### TUJUAN LATIHAN
Menurut dokumen sumber tentang rilis digital album Rotor, label apa yang memegang hak edar album "Behind the 8th Ball" (1992)?

----- DOKUMEN SUMBER -----

Untuk pertama kalinya setelah melewati lebih dari dua dekade, album-album studio milik Rotor, salah satu legenda sekaligus pionir thrash metal di Tanah Air, akhirnya dirilis dalam format digital. Adalah label Warner Music Indonesia yang memutuskan merilis kembali tiga album Rotor, yaitu “Eleven Keys” (1995), “New Blood” (1996) dan “Menang” (1997) melalui berbagai gerai digital seperti Spotify, Joox dan Apple Music, dengan kualitas suara remastered.

Selain itu, sekaligus juga dilepas sebuah video lirik resmi dari lagu “Diplomasi Gila” (album “Menang”) di kanal YouTube resmi label tersebut. Pemilihan lagu “Diplomasi Gila” sendiri, menurut Muhammad Irfan Sembiring, diputuskan oleh pihak Warner karena dirasa pas dengan kondisi politik sekarang. Irfan sendiri adalah vokalis, gitaris sekaligus pendiri Rotor, yang belakangan dikenal lebih dekat dengan kegiatan keagamaan.

Salah satu hal yang memotivasi Irfan untuk merilis ulang album-album Rotor – dengan dukungan Warner Music indonesia tentunya – adalah banyaknya penggemar yang masih mencari album-album tersebut. “Gue kan udah lama nggak ngeband, (tapi) gara-gara banyak fans yang nanya, beli kaset atau CD di mana… Ya memang nggak pernah ada (rilis) CD, (waktu itu) semuanya kaset,” ungkap Irfan, saat melakukan temu media di kantor Warner Music Indonesia, Jumat (15/3) lalu.

“Mereka minta yang official… (lalu saya) tanya ke Ustadz, karena harus nanya dulu kan, ini jalurnya ke mana? Sorga atau bukan…? hahahaha… (kata Ustadz), kalo kamu nggak bikin orang lain yang akan bikin sendiri, malah nyuri jadinya,” ujar Irfan lagi, meyakinkan diri.

Sayangnya, justru album bersejarah yang pertama kali melejitkan nama Rotor ke level ‘mainstream’ skena ‘bawah tanah’ metal Tanah Air, “Behind the 8th Ball” (1992) tidak diikutkan dalam perilisan digital tersebut. Penyebab utamanya, Warner bukan pihak yang memegang hak edar album debut Rotor tersebut, melainkan AIRO, label milik pengusaha, budayawan, musisi Setiawan Djody.

----- CUPLIKAN DATASET -----

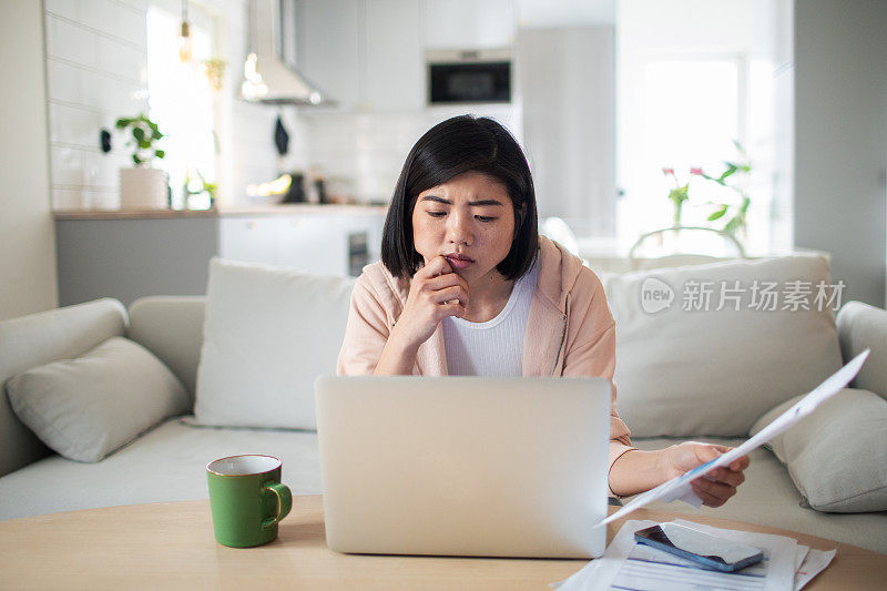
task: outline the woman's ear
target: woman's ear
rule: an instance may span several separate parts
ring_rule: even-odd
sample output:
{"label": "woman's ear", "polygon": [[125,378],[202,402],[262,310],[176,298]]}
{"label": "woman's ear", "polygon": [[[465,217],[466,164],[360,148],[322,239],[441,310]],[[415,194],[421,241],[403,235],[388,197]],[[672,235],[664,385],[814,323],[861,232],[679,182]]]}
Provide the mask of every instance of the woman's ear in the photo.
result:
{"label": "woman's ear", "polygon": [[527,204],[521,203],[520,210],[514,212],[514,235],[511,236],[511,240],[514,241],[518,237],[518,232],[520,232],[521,226],[523,225],[523,220],[527,217]]}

-----

### JAWABAN
AIRO, label milik Setiawan Djody.